BEGIN SOURCE EXTRACT

The 2010 FIFA World Cup is only adding to the 8, 5 million vehicles already on our roads. Many of these new drivers are not used to our infrastructure or driving conditions. Most are navigating unfamiliar places and many are not used to driving on the left hand side of the road.
Johannesburg – The 2010 FIFA World Cup is only adding to the 8, 5 million vehicles already on our roads. Many of these new drivers are not used to our infrastructure or driving conditions. Most are navigating unfamiliar places and many are not used to driving on the left hand side of the road.
As such, the chance that you will be involved in an accident with a tourist increases the closer you get to match venues and times. In spite of this, visitors from abroad should not be treated any differently. We are all required to abide by the same rules and regulations.
In the event “you are involved in a car accident with a tourist don’t panic, stay calm and follow normal car accident procedures” advises Gari Dombo, Managing Director, Alexander Forbes Insurance.
The procedure to follow after an accident with a foreigner is no different from normal accident procedure.
While language differences might require people to exhibit slightly more patience with our foreign guests Dombo advises those involved in any accident over the 2010 FIFA World Cup to:
– Stay calm and not panic. Pull over in a safe place, ideally not obstructing traffic, and engage the other driver in a polite and non-confrontational manner.

END SOURCE EXTRACT
BEGIN RECORD EXCERPTS

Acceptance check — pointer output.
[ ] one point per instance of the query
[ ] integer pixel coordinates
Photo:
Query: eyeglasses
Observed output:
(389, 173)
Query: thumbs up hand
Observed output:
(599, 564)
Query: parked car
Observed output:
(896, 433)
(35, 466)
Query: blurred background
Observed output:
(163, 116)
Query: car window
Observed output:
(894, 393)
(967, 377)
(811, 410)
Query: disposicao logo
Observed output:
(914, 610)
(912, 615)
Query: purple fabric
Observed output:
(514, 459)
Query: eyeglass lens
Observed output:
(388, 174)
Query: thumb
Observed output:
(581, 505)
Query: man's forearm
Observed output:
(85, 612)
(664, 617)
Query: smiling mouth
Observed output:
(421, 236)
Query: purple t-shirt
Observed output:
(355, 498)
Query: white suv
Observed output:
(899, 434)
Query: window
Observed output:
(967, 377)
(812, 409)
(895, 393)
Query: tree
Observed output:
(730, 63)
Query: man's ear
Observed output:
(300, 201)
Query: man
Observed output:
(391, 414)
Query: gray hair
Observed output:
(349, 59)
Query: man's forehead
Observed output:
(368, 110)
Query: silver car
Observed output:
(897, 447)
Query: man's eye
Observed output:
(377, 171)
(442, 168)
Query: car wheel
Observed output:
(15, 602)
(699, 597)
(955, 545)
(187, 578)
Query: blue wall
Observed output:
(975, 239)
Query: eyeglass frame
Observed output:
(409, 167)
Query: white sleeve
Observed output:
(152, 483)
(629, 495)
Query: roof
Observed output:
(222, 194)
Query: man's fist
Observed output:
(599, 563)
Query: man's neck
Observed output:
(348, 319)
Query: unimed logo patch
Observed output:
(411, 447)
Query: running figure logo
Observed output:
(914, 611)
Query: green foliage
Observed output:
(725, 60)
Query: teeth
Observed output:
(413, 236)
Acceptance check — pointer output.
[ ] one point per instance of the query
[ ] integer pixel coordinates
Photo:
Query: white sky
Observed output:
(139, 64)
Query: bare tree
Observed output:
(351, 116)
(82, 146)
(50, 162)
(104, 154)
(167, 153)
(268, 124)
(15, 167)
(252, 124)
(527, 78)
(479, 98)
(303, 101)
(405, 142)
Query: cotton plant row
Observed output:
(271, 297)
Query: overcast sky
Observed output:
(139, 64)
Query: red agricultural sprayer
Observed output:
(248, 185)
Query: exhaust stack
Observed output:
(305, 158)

END RECORD EXCERPTS

**TASKS:**
(A) Answer these questions about the World Cup driving article, one answer a line:
(i) What position does Gari Dombo hold?
(ii) Which side of the road are many of the visiting drivers not used to driving on?
(iii) Where does the article advise drivers to pull over after an accident?
(B) Carry the World Cup driving article on past its last sentence.
The rows aren't needed for this work.

**ACTIVITY ANSWERS:**
(A)
(i) Managing Director, Alexander Forbes Insurance
(ii) The left-hand side
(iii) In a safe place, ideally not obstructing traffic

(B)
– Whether there is an injury or not, call the police immediately and treat the accident scene normally.
– Try to get as much detail from the other driver. If they cannot speak English ask for their passport and get their name, passport number, car registration and address. If they are driving a hired car, get their car rental company details.
– If you are involved in a fatal accident do not give statements while you are in shock and do not admit blame. Instead, wait for your lawyer before making any statements.
– Take as many photographs of the accident scene as possible.
– Try and find witnesses and get their names, addresses and contact numbers.
– Record as much information about the conditions of the accident scene as possible.
– If you are unsure of how to handle the situation call your insurer or rental company and ask for advice.
“As much as we are all excited about the World Cup, we still have a national responsibility to show hospitality towards our guests” says Dombo. This can be done by being cautious and patient – and allowing extra time when driving to stadiums and on our roads generally during the World Cup.